Provided entries:
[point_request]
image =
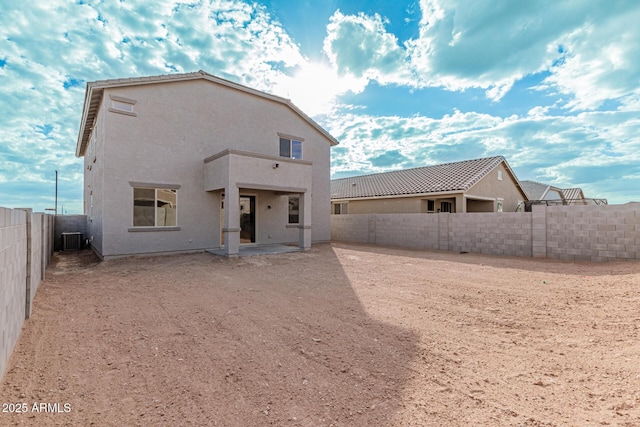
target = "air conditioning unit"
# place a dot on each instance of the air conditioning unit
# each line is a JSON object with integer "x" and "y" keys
{"x": 71, "y": 241}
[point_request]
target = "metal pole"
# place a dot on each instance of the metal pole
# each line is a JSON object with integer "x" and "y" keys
{"x": 56, "y": 192}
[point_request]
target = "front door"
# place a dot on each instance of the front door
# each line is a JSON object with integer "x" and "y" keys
{"x": 247, "y": 219}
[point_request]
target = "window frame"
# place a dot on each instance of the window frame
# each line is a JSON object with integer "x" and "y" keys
{"x": 449, "y": 209}
{"x": 342, "y": 207}
{"x": 122, "y": 105}
{"x": 156, "y": 188}
{"x": 290, "y": 142}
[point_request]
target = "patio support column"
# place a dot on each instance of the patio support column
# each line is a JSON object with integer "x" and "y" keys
{"x": 231, "y": 227}
{"x": 305, "y": 221}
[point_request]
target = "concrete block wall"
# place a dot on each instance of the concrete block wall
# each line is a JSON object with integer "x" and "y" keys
{"x": 13, "y": 277}
{"x": 591, "y": 232}
{"x": 507, "y": 233}
{"x": 69, "y": 224}
{"x": 25, "y": 251}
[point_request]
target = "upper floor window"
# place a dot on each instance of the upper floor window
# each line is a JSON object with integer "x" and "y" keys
{"x": 290, "y": 148}
{"x": 122, "y": 105}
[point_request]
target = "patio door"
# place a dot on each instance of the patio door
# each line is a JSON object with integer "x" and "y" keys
{"x": 247, "y": 219}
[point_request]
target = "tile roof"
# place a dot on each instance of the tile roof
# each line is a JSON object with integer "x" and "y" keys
{"x": 535, "y": 190}
{"x": 457, "y": 176}
{"x": 572, "y": 193}
{"x": 538, "y": 191}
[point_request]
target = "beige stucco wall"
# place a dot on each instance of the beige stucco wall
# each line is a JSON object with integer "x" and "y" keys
{"x": 491, "y": 187}
{"x": 177, "y": 125}
{"x": 487, "y": 191}
{"x": 94, "y": 182}
{"x": 397, "y": 204}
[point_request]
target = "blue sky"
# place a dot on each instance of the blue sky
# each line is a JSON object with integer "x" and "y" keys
{"x": 552, "y": 86}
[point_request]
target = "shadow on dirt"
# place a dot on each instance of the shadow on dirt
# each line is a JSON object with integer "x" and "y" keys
{"x": 203, "y": 340}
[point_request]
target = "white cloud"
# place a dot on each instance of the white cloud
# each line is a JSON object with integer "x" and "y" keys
{"x": 360, "y": 46}
{"x": 589, "y": 48}
{"x": 553, "y": 149}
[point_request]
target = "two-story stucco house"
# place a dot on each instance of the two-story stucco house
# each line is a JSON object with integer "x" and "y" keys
{"x": 191, "y": 162}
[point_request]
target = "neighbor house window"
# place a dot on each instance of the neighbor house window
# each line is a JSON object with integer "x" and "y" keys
{"x": 431, "y": 206}
{"x": 122, "y": 105}
{"x": 340, "y": 208}
{"x": 154, "y": 207}
{"x": 294, "y": 210}
{"x": 290, "y": 148}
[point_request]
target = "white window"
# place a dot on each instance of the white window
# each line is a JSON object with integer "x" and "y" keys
{"x": 294, "y": 210}
{"x": 122, "y": 105}
{"x": 154, "y": 207}
{"x": 290, "y": 148}
{"x": 341, "y": 208}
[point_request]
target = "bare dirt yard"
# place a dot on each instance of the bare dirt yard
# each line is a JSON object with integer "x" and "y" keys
{"x": 342, "y": 335}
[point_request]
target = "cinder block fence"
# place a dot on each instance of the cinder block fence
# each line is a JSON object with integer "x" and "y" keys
{"x": 26, "y": 245}
{"x": 590, "y": 233}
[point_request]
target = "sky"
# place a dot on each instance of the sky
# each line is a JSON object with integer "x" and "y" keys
{"x": 553, "y": 86}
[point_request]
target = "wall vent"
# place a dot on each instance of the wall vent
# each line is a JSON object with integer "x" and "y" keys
{"x": 71, "y": 241}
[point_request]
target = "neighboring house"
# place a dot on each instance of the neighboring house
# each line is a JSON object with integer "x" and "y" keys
{"x": 189, "y": 162}
{"x": 479, "y": 185}
{"x": 540, "y": 193}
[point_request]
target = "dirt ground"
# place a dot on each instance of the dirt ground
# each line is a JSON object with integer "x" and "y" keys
{"x": 342, "y": 335}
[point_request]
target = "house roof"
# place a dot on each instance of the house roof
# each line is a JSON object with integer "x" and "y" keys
{"x": 94, "y": 91}
{"x": 538, "y": 191}
{"x": 535, "y": 190}
{"x": 448, "y": 177}
{"x": 572, "y": 193}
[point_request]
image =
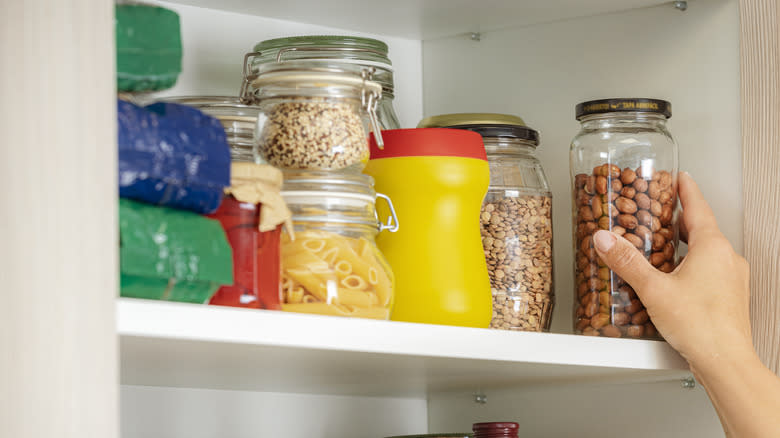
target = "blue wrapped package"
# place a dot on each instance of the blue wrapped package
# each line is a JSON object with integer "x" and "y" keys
{"x": 172, "y": 155}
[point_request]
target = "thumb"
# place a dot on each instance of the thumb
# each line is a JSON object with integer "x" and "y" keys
{"x": 624, "y": 259}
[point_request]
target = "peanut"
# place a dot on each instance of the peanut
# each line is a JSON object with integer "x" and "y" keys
{"x": 638, "y": 205}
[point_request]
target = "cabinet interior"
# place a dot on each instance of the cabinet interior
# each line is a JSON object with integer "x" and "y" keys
{"x": 532, "y": 58}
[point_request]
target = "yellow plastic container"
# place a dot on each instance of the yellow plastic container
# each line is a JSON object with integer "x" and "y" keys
{"x": 437, "y": 179}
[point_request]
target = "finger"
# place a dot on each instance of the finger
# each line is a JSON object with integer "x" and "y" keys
{"x": 697, "y": 215}
{"x": 626, "y": 261}
{"x": 683, "y": 231}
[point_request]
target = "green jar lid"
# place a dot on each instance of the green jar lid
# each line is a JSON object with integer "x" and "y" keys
{"x": 461, "y": 119}
{"x": 367, "y": 49}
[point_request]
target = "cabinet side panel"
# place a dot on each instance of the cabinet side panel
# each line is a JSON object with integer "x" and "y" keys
{"x": 206, "y": 413}
{"x": 540, "y": 72}
{"x": 58, "y": 239}
{"x": 760, "y": 68}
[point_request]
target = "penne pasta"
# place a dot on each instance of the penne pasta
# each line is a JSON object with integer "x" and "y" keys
{"x": 330, "y": 274}
{"x": 354, "y": 282}
{"x": 353, "y": 298}
{"x": 310, "y": 281}
{"x": 294, "y": 295}
{"x": 330, "y": 255}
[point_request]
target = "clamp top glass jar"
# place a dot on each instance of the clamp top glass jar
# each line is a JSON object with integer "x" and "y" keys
{"x": 332, "y": 266}
{"x": 516, "y": 220}
{"x": 313, "y": 115}
{"x": 238, "y": 119}
{"x": 624, "y": 173}
{"x": 347, "y": 51}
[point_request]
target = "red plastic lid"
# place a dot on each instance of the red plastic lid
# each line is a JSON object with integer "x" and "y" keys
{"x": 429, "y": 142}
{"x": 495, "y": 430}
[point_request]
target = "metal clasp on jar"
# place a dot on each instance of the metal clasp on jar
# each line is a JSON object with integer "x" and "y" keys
{"x": 392, "y": 221}
{"x": 244, "y": 95}
{"x": 370, "y": 100}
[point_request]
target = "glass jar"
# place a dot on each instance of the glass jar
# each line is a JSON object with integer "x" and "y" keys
{"x": 254, "y": 236}
{"x": 332, "y": 266}
{"x": 347, "y": 51}
{"x": 624, "y": 173}
{"x": 239, "y": 121}
{"x": 496, "y": 430}
{"x": 312, "y": 116}
{"x": 516, "y": 221}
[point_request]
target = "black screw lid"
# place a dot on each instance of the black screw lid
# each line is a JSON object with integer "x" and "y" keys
{"x": 622, "y": 105}
{"x": 511, "y": 131}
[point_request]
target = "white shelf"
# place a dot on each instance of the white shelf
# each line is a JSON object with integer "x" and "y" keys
{"x": 423, "y": 19}
{"x": 185, "y": 345}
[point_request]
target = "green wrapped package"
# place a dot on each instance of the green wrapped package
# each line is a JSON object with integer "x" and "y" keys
{"x": 172, "y": 255}
{"x": 148, "y": 48}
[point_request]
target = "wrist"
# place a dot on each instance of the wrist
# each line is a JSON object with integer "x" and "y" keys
{"x": 725, "y": 364}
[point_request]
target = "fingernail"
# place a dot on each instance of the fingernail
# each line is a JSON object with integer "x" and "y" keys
{"x": 604, "y": 240}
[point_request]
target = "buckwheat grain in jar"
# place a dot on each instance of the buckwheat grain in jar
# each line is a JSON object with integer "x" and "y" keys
{"x": 313, "y": 116}
{"x": 624, "y": 166}
{"x": 515, "y": 221}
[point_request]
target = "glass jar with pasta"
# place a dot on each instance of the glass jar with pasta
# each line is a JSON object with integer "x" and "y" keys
{"x": 330, "y": 263}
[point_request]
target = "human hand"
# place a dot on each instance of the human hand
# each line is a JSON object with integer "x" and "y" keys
{"x": 702, "y": 307}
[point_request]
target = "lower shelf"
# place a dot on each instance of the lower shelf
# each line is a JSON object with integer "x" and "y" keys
{"x": 187, "y": 345}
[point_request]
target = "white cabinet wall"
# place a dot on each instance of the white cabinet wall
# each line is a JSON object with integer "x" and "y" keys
{"x": 536, "y": 59}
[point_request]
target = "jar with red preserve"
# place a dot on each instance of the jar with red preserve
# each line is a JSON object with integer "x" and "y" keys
{"x": 624, "y": 174}
{"x": 496, "y": 430}
{"x": 252, "y": 214}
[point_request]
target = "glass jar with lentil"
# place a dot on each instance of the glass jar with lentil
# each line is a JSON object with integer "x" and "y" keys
{"x": 516, "y": 220}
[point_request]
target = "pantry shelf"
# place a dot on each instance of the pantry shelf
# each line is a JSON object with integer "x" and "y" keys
{"x": 186, "y": 345}
{"x": 418, "y": 19}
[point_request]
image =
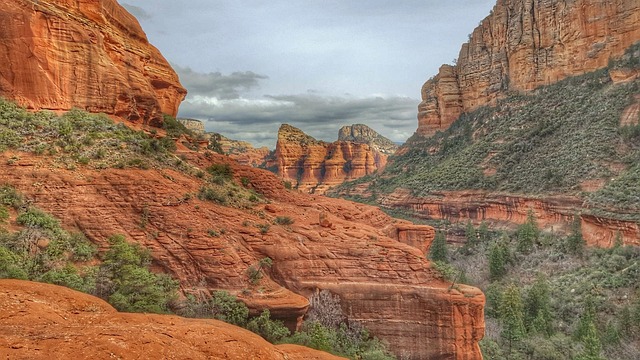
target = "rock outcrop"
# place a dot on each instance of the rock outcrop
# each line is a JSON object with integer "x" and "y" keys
{"x": 314, "y": 166}
{"x": 42, "y": 321}
{"x": 196, "y": 126}
{"x": 553, "y": 213}
{"x": 524, "y": 44}
{"x": 363, "y": 134}
{"x": 353, "y": 250}
{"x": 93, "y": 55}
{"x": 241, "y": 151}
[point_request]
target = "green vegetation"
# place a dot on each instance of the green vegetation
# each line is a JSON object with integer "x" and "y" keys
{"x": 78, "y": 138}
{"x": 326, "y": 328}
{"x": 553, "y": 302}
{"x": 438, "y": 249}
{"x": 548, "y": 141}
{"x": 283, "y": 220}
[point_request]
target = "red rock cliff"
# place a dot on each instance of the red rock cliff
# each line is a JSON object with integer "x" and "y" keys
{"x": 43, "y": 321}
{"x": 93, "y": 55}
{"x": 353, "y": 250}
{"x": 314, "y": 166}
{"x": 524, "y": 44}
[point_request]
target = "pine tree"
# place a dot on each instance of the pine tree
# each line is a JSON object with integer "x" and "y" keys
{"x": 528, "y": 234}
{"x": 575, "y": 242}
{"x": 471, "y": 237}
{"x": 498, "y": 259}
{"x": 438, "y": 250}
{"x": 512, "y": 315}
{"x": 537, "y": 306}
{"x": 483, "y": 232}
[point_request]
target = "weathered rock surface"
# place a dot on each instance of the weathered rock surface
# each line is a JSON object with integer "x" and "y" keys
{"x": 524, "y": 44}
{"x": 354, "y": 250}
{"x": 361, "y": 133}
{"x": 553, "y": 213}
{"x": 242, "y": 151}
{"x": 194, "y": 125}
{"x": 93, "y": 55}
{"x": 314, "y": 166}
{"x": 42, "y": 321}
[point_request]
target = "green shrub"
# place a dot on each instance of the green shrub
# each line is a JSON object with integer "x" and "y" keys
{"x": 126, "y": 282}
{"x": 271, "y": 330}
{"x": 212, "y": 194}
{"x": 284, "y": 220}
{"x": 11, "y": 265}
{"x": 4, "y": 214}
{"x": 223, "y": 172}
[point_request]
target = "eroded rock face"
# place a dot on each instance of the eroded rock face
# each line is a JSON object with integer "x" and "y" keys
{"x": 554, "y": 213}
{"x": 353, "y": 250}
{"x": 194, "y": 125}
{"x": 524, "y": 44}
{"x": 242, "y": 151}
{"x": 43, "y": 321}
{"x": 314, "y": 166}
{"x": 361, "y": 133}
{"x": 93, "y": 55}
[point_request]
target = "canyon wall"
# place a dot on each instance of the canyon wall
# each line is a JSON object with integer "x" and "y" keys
{"x": 353, "y": 250}
{"x": 92, "y": 55}
{"x": 43, "y": 321}
{"x": 314, "y": 166}
{"x": 524, "y": 44}
{"x": 553, "y": 213}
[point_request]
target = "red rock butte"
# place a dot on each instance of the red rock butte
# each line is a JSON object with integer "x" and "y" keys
{"x": 92, "y": 55}
{"x": 524, "y": 44}
{"x": 42, "y": 321}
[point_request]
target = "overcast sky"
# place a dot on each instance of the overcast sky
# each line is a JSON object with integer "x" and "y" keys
{"x": 252, "y": 65}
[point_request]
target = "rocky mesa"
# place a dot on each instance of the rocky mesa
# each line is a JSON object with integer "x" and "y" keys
{"x": 524, "y": 44}
{"x": 92, "y": 55}
{"x": 374, "y": 263}
{"x": 314, "y": 166}
{"x": 77, "y": 325}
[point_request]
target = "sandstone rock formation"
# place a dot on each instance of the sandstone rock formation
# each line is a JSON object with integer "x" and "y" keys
{"x": 353, "y": 250}
{"x": 524, "y": 44}
{"x": 196, "y": 126}
{"x": 314, "y": 166}
{"x": 42, "y": 321}
{"x": 553, "y": 213}
{"x": 241, "y": 151}
{"x": 93, "y": 55}
{"x": 360, "y": 133}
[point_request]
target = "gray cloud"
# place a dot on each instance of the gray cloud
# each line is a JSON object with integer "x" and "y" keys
{"x": 258, "y": 120}
{"x": 138, "y": 12}
{"x": 215, "y": 84}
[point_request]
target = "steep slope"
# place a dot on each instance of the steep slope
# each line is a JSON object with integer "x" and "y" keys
{"x": 352, "y": 250}
{"x": 42, "y": 321}
{"x": 565, "y": 149}
{"x": 522, "y": 45}
{"x": 93, "y": 55}
{"x": 314, "y": 166}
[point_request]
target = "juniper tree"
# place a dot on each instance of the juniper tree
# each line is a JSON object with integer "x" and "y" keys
{"x": 438, "y": 250}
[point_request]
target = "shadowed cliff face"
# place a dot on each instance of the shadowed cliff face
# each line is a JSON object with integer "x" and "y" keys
{"x": 314, "y": 166}
{"x": 93, "y": 55}
{"x": 524, "y": 44}
{"x": 374, "y": 263}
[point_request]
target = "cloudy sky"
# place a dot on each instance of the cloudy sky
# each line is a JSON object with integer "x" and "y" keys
{"x": 251, "y": 65}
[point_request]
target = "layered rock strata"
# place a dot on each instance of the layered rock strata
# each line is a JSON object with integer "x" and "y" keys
{"x": 42, "y": 321}
{"x": 314, "y": 166}
{"x": 354, "y": 250}
{"x": 524, "y": 44}
{"x": 92, "y": 55}
{"x": 554, "y": 214}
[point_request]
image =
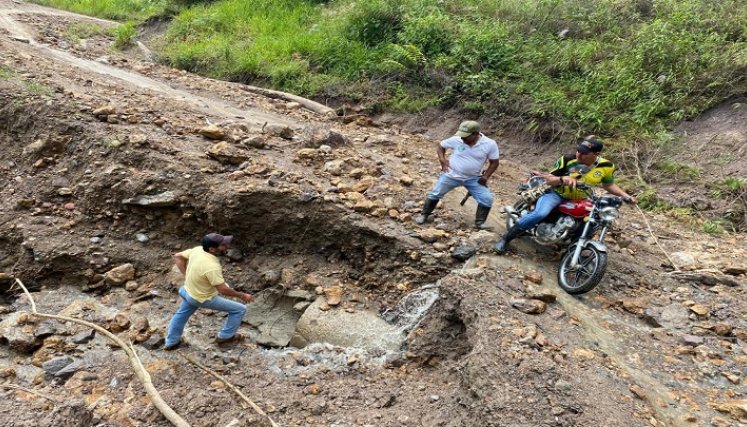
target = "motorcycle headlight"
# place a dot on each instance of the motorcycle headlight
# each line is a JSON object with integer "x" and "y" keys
{"x": 609, "y": 214}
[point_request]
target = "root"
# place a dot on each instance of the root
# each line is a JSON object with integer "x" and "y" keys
{"x": 135, "y": 362}
{"x": 233, "y": 388}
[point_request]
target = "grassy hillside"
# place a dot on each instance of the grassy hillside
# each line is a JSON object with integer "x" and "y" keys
{"x": 623, "y": 66}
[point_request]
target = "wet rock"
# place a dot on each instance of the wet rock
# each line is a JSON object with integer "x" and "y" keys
{"x": 52, "y": 366}
{"x": 228, "y": 154}
{"x": 84, "y": 336}
{"x": 529, "y": 306}
{"x": 316, "y": 136}
{"x": 212, "y": 132}
{"x": 282, "y": 131}
{"x": 167, "y": 198}
{"x": 119, "y": 275}
{"x": 361, "y": 328}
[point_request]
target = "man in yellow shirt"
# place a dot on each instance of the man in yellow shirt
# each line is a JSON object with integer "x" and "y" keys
{"x": 585, "y": 167}
{"x": 203, "y": 282}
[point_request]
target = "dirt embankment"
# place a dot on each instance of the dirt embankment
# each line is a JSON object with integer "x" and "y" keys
{"x": 113, "y": 163}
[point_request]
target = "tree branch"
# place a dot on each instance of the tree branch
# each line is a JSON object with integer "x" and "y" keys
{"x": 135, "y": 362}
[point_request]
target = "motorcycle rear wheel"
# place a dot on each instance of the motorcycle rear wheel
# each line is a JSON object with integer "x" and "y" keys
{"x": 592, "y": 263}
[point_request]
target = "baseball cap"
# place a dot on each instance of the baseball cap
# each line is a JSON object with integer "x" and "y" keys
{"x": 214, "y": 239}
{"x": 590, "y": 144}
{"x": 467, "y": 128}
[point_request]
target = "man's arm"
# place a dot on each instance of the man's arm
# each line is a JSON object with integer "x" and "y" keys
{"x": 442, "y": 158}
{"x": 225, "y": 290}
{"x": 617, "y": 191}
{"x": 493, "y": 165}
{"x": 181, "y": 262}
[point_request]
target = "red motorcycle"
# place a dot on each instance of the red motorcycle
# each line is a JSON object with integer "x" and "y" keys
{"x": 578, "y": 225}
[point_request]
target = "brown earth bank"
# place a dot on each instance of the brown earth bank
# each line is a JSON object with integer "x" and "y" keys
{"x": 113, "y": 163}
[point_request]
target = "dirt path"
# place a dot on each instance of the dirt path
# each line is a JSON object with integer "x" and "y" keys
{"x": 327, "y": 206}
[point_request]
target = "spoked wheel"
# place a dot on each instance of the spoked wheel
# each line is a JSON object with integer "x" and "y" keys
{"x": 586, "y": 276}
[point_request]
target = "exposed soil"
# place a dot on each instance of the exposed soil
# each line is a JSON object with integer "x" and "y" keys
{"x": 106, "y": 164}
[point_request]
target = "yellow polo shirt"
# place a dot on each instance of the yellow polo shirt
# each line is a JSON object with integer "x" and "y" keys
{"x": 204, "y": 273}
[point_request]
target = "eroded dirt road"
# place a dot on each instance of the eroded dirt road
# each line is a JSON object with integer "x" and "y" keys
{"x": 111, "y": 160}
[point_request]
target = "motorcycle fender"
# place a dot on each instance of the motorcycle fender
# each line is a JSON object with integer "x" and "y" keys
{"x": 601, "y": 247}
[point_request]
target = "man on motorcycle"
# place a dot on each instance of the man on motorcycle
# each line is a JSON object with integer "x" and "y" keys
{"x": 470, "y": 150}
{"x": 586, "y": 167}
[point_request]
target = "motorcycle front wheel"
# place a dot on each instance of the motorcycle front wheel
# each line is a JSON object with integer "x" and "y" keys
{"x": 592, "y": 264}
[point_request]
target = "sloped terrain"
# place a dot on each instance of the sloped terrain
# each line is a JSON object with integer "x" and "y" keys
{"x": 113, "y": 163}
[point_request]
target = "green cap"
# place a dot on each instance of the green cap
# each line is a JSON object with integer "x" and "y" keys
{"x": 467, "y": 128}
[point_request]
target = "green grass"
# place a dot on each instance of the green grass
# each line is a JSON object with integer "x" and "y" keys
{"x": 628, "y": 68}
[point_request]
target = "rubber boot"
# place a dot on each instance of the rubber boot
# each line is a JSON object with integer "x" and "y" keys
{"x": 481, "y": 216}
{"x": 501, "y": 246}
{"x": 428, "y": 207}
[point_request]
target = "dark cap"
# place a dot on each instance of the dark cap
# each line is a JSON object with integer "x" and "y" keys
{"x": 214, "y": 240}
{"x": 590, "y": 144}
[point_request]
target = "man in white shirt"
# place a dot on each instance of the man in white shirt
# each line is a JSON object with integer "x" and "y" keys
{"x": 469, "y": 151}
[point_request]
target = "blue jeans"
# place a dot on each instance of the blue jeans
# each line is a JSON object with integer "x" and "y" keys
{"x": 189, "y": 305}
{"x": 545, "y": 204}
{"x": 479, "y": 192}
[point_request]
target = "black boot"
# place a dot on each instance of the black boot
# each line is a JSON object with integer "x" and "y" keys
{"x": 428, "y": 207}
{"x": 502, "y": 245}
{"x": 481, "y": 216}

What is needed:
Only one stretch of the data above is needed. Restate it word for word, from the line containing "# place a dot on each instance of the air" through the line containing "# place a dot on each instance of the upper", both ends included.

Answer for this exercise:
# place a dot on each instance of the air conditioning unit
# each line is a JSON object with integer "x" and "y" keys
{"x": 71, "y": 241}
[point_request]
target = "metal pole"
# place a dot on each instance of the metal pole
# each line is a JSON object with integer "x" and "y" keys
{"x": 56, "y": 192}
[point_request]
target = "front door"
# place a dot on each instance of the front door
# each line is a JSON object with integer "x" and "y" keys
{"x": 247, "y": 219}
[point_request]
target = "window frame"
# place a dot on each instance of the window frame
# each line is a JSON object with integer "x" and "y" keys
{"x": 449, "y": 209}
{"x": 342, "y": 207}
{"x": 122, "y": 105}
{"x": 156, "y": 188}
{"x": 290, "y": 142}
[point_request]
target = "patio support column"
# place a dot on each instance of the patio support column
# each line is a JSON object with integer "x" and "y" keys
{"x": 231, "y": 227}
{"x": 305, "y": 221}
[point_request]
target = "concrete block wall"
# place a dot on each instance of the concrete block wall
# each line is a JSON object with integer "x" and "y" keys
{"x": 13, "y": 277}
{"x": 591, "y": 232}
{"x": 507, "y": 233}
{"x": 69, "y": 224}
{"x": 25, "y": 251}
[point_request]
target = "upper floor window"
# place a dot on each instance of the upper floor window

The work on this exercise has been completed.